Required task
Retype the material below. Keep every word exactly as it is.

-- begin --

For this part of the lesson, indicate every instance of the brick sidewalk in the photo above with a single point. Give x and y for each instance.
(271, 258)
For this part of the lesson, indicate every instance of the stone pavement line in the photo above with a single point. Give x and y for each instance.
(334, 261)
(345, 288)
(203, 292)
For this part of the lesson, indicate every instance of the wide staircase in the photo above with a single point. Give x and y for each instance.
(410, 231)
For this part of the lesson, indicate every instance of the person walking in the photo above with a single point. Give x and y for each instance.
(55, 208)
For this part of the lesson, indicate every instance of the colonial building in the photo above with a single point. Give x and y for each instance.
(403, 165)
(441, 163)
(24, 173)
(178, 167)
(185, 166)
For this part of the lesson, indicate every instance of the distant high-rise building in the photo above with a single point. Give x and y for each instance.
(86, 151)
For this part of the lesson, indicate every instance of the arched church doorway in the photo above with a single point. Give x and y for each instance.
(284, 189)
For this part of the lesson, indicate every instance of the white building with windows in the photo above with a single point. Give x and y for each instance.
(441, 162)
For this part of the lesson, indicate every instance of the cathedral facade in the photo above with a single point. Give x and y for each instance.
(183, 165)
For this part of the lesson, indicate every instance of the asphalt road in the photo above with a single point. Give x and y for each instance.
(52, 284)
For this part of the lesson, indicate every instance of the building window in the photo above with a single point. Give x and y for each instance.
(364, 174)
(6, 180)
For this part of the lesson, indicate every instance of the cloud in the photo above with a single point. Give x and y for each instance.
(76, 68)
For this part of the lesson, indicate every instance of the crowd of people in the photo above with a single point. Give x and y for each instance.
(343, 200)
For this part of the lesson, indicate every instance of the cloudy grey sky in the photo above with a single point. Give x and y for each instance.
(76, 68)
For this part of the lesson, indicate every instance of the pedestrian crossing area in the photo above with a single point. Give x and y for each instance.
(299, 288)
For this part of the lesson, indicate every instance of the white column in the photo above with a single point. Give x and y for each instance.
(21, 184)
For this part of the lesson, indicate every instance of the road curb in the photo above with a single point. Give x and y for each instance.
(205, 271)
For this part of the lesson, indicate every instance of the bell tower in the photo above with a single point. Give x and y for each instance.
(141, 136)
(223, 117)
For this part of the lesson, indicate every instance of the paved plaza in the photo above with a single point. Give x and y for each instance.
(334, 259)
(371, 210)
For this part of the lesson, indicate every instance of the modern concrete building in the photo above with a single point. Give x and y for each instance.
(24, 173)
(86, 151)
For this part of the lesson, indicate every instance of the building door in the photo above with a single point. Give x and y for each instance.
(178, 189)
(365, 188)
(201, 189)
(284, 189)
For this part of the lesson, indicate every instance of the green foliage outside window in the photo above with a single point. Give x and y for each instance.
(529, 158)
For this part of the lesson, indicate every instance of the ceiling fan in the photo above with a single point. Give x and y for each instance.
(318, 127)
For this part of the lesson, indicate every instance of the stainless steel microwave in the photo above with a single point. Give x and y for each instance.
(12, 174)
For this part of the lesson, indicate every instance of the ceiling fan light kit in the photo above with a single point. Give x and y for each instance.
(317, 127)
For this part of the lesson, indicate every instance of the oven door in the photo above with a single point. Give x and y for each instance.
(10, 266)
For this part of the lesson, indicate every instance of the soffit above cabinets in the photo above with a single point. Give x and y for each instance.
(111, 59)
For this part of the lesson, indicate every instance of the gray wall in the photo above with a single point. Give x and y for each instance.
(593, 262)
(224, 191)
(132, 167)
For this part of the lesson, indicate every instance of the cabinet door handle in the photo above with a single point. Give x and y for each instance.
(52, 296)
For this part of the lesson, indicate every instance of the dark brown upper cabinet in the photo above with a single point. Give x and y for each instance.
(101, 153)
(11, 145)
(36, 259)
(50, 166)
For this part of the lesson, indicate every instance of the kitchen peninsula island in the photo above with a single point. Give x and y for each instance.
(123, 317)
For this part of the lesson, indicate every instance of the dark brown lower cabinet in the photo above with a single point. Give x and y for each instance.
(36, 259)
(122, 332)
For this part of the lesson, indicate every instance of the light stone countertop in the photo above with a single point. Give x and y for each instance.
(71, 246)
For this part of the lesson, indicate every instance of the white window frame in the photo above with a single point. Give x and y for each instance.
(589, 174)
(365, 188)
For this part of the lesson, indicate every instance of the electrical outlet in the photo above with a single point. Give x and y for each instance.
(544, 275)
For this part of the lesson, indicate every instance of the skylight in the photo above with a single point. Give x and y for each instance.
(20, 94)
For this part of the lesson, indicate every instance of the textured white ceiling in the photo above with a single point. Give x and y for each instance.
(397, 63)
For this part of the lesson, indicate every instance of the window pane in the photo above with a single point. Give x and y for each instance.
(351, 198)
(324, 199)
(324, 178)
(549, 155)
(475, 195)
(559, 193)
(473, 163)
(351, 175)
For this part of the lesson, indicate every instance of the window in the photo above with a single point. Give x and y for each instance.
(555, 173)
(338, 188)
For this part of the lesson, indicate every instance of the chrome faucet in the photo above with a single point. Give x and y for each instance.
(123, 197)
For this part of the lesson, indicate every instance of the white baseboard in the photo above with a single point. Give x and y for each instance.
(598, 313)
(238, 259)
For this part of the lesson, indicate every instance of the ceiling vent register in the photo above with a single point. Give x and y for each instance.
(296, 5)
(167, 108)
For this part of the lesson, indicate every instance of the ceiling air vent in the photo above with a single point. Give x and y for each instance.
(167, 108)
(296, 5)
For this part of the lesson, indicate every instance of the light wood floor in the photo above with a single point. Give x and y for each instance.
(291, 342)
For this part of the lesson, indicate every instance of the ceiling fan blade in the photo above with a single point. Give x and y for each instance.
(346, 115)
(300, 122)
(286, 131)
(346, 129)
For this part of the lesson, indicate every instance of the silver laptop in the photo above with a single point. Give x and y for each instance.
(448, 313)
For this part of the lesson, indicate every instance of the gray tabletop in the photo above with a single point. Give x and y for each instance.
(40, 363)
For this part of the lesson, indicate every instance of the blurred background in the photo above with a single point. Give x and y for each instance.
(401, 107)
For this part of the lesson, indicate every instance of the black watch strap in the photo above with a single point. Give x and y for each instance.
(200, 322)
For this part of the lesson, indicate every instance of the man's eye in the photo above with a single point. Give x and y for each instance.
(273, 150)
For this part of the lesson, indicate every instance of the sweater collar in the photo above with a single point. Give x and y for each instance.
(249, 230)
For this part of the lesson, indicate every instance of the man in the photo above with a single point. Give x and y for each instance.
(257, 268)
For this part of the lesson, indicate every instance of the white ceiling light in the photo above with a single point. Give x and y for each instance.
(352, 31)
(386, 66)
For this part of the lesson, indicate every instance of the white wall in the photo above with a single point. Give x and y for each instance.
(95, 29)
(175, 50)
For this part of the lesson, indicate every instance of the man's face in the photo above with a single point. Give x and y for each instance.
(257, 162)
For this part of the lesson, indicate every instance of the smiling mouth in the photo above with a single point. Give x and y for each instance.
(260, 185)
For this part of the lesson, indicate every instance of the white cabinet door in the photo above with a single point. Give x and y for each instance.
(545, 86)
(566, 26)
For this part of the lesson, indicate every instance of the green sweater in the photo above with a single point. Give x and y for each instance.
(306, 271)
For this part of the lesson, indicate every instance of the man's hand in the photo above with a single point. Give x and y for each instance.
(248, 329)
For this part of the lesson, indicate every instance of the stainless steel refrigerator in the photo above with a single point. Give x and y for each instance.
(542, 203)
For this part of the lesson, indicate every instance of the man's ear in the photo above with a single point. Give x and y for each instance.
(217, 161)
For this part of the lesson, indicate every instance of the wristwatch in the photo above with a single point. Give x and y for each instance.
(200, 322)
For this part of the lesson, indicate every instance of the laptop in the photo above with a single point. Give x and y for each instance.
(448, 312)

-- end --

Task response
For this part of the lesson, indicate every instance of the brick sidewalk in the photo above with a single point. Give x and y for each instance.
(271, 258)
For this part of the lesson, indicate every instance of the stone pavement line in the photo above with a single point. Give x and y for each instance.
(334, 261)
(345, 288)
(203, 292)
For this part of the lesson, indicate every instance of the wide staircase in the photo above with a single point. Give x and y for each instance.
(410, 231)
For this part of the lesson, indicate every instance of the person walking in the photo above with a single point. Give x and y for each instance.
(55, 208)
For this part of the lesson, indicate every instance of the colonial building in the photo above with a single point. Give x and y for each instance.
(403, 165)
(441, 163)
(24, 173)
(178, 167)
(185, 166)
For this part of the lesson, indicate every instance of the distant high-rise building in the photo above with a single point. Give x and y for each instance.
(86, 151)
For this part of the lesson, indicate every instance of the arched church doorway in the photo above with a single point. Give x and y for each instance.
(284, 189)
For this part of the lesson, indicate every instance of the white building with windows in the photo above with a single point. Give x and y for each instance.
(441, 162)
For this part of the lesson, indicate every instance of the cathedral facade in the photo above with a single point. Give x and y for each instance.
(183, 165)
For this part of the lesson, indicate every instance of the asphalt road in the photo above with a single point. Give x and y for each instance.
(52, 284)
For this part of the lesson, indicate every instance of the building window in the photo above with a single point. Give x and y for each instance.
(364, 174)
(6, 180)
For this part of the lesson, indicate every instance of the cloud in the photo above with a single point. Give x and y for each instance.
(76, 68)
For this part of the lesson, indicate every instance of the crowd of people in the photo above with a single point. Give x and y for each instance.
(343, 200)
For this part of the lesson, indicate every instance of the cloudy grey sky in the photo above with a single point. Give x and y for each instance.
(76, 68)
For this part of the lesson, indicate every instance of the pedestrian crossing area in the photo above with a single point. Give x and y for each instance.
(299, 288)
For this part of the lesson, indicate every instance of the white column in the photo above with a single point. Give x and y for each instance.
(21, 184)
For this part of the lesson, indicate every instance of the road curb in the photo above with a single point. Give x and y for each instance.
(205, 271)
For this part of the lesson, indicate every instance of the bell tower in the photo above with a single point. Give x and y for each instance.
(141, 136)
(223, 117)
For this part of the lesson, indicate every instance of the paved plaza in the photo above with a single point. Give x and y for each instance.
(334, 259)
(371, 210)
For this part of the lesson, indicate every instance of the modern concrete building in the photo above with a single point. Give x and y for each instance.
(24, 173)
(86, 151)
For this part of the lesson, indicate every instance of the building door in the photo above with a single point. Give x and y for each instance.
(178, 189)
(365, 188)
(201, 189)
(284, 189)
For this part of the lesson, indicate every instance of the green foliage outside window in the photo above with a single point. Give x and y for each instance.
(529, 158)
For this part of the lesson, indicate every instance of the ceiling fan in the photo above with a single point. Give x and y for each instance.
(318, 127)
For this part of the lesson, indicate every instance of the stainless steel microwave in the photo above with a single point. Give x and y for each instance.
(12, 174)
For this part of the lesson, indicate every instance of the ceiling fan light kit in the photo above with a single point. Give x and y for each instance.
(317, 127)
For this part of the lesson, indicate every instance of the oven door in the photo above with a single point. Give x and y for each instance.
(10, 266)
For this part of the lesson, indicate every instance of the soffit above cabinets in the photo above with a single point. Give x and y for each instance.
(111, 59)
For this part of the lesson, indicate every instance of the gray wall in the photo above with a single point. Give x and y for each instance.
(593, 262)
(224, 191)
(132, 167)
For this part of the lesson, indicate every instance of the cabinet door handle in the photo above with a single point. Give x and y for each instance.
(52, 296)
For this part of the lesson, indicate every instance of the dark brown upper cabinet in the photo above with a single point. Give x and y for each instance.
(101, 153)
(11, 145)
(36, 259)
(50, 166)
For this part of the lesson, indicate every instance of the kitchen peninsula island in the photo above with a single point. Give x and y for each instance.
(123, 317)
For this part of the lesson, indicate every instance of the dark brown lower cabinet in the photo above with a single point. Give x and y for each instance.
(36, 259)
(122, 332)
For this part of the lesson, indicate every instance of the light stone countertop in the photo above with a single point. Give x and y for each instance.
(71, 246)
For this part of the lesson, indicate every instance of the white window frame in the photo above with a single point. Give x and y for each instance.
(589, 174)
(365, 188)
For this part of the lesson, indicate every instance of the electrical outlet in the photo above with a single point. Give x and y for each instance.
(544, 275)
For this part of the lesson, indicate every instance of the skylight in the photo above with a single point. Give x and y for each instance.
(20, 94)
For this part of the lesson, indicate every instance of the textured white ceiling in the photo above with a single point. Give x and y for each instance.
(397, 63)
For this part of the lesson, indicate every instance of the window pane in the photo above with a single point. Give x and y for each instance.
(351, 198)
(324, 199)
(324, 178)
(549, 155)
(475, 195)
(559, 193)
(473, 163)
(351, 175)
For this part of the lesson, indicate every instance of the window in the photo above with a single point. Give x and y for each instance.
(555, 173)
(338, 188)
For this part of the lesson, indicate every instance of the chrome faucet in the photo above with a single point. Give x and y for each instance.
(123, 197)
For this part of the lesson, indicate every instance of the white baseboard in the photo above with a single point. Give x and y for each instance.
(598, 313)
(238, 259)
For this part of the lesson, indicate every instance of the ceiling vent register in the photo above with a single point. Give x and y for each instance.
(296, 5)
(167, 108)
For this part of the lesson, indicate every instance of the ceiling air vent in the photo above with a single point. Give x and y for each instance.
(167, 108)
(296, 5)
For this part of the lesson, indicate every instance of the light wood floor in the photo above with a single point. Give x and y for each instance.
(291, 342)
For this part of the lesson, indicate every instance of the ceiling fan blade in the photo above with a single point. Give x and y for each instance.
(346, 115)
(300, 122)
(286, 131)
(346, 129)
For this part of the lesson, indicate every instance of the silver laptop in the photo above with a single point. Give x and y for each instance.
(448, 313)
For this part of the lesson, indicate every instance of the gray tabletop in the photo above with a single point. Give x and y for each instance.
(40, 363)
For this part of the lesson, indicate every instance of the blurred background in the photo above with a single point. Give x and y for each instance.
(401, 107)
For this part of the lesson, indicate every instance of the black watch strap in the photo above with a single point. Give x and y for each instance.
(200, 322)
For this part of the lesson, indicate every instance of the man's eye in the photo above with a single point. Give x and y for each instance.
(273, 150)
For this part of the lesson, indicate every instance of the sweater collar in the photo above with a single point. Give x and y for each instance.
(249, 230)
For this part of the lesson, indicate every instance of the man in the photo above with a single point. Give x and y for each instance.
(257, 268)
For this part of the lesson, indicate every instance of the white ceiling light in the photo above with a single point. Give x and y for each instance.
(352, 31)
(386, 66)
For this part of the lesson, indicate every instance of the white wall in the photo above with a single point. Give x and y for each instance.
(95, 29)
(175, 50)
For this part of the lesson, indicate every instance of the man's face in the photo above with a single point. Give x and y for each instance.
(257, 162)
For this part of the lesson, indicate every instance of the smiling mouth in the photo above with a single point. Give x and y for each instance.
(260, 185)
For this part of the lesson, indicate every instance of the white cabinet door in the photo above with a single point. Give x and y for each instance.
(545, 86)
(566, 26)
For this part of the lesson, indicate every instance of the green sweater in the photo above with a single point. Give x and y for each instance.
(306, 271)
For this part of the lesson, indicate every instance of the man's hand in the photo above with a single point. Give x and y for each instance.
(248, 329)
For this part of the lesson, indicate every instance of the stainless steel refrigerator in the photo above with a single point. Give x and y for each instance.
(542, 203)
For this part of the lesson, indicate every instance of the man's ear in the photo above with a single point. Give x and y for each instance.
(217, 161)
For this part of the lesson, indicate every instance of the wristwatch in the photo above with a single point. Give x and y for each instance.
(200, 322)
For this part of the lesson, indicate every instance of the laptop in the photo above with a single point. Give x and y for each instance.
(448, 312)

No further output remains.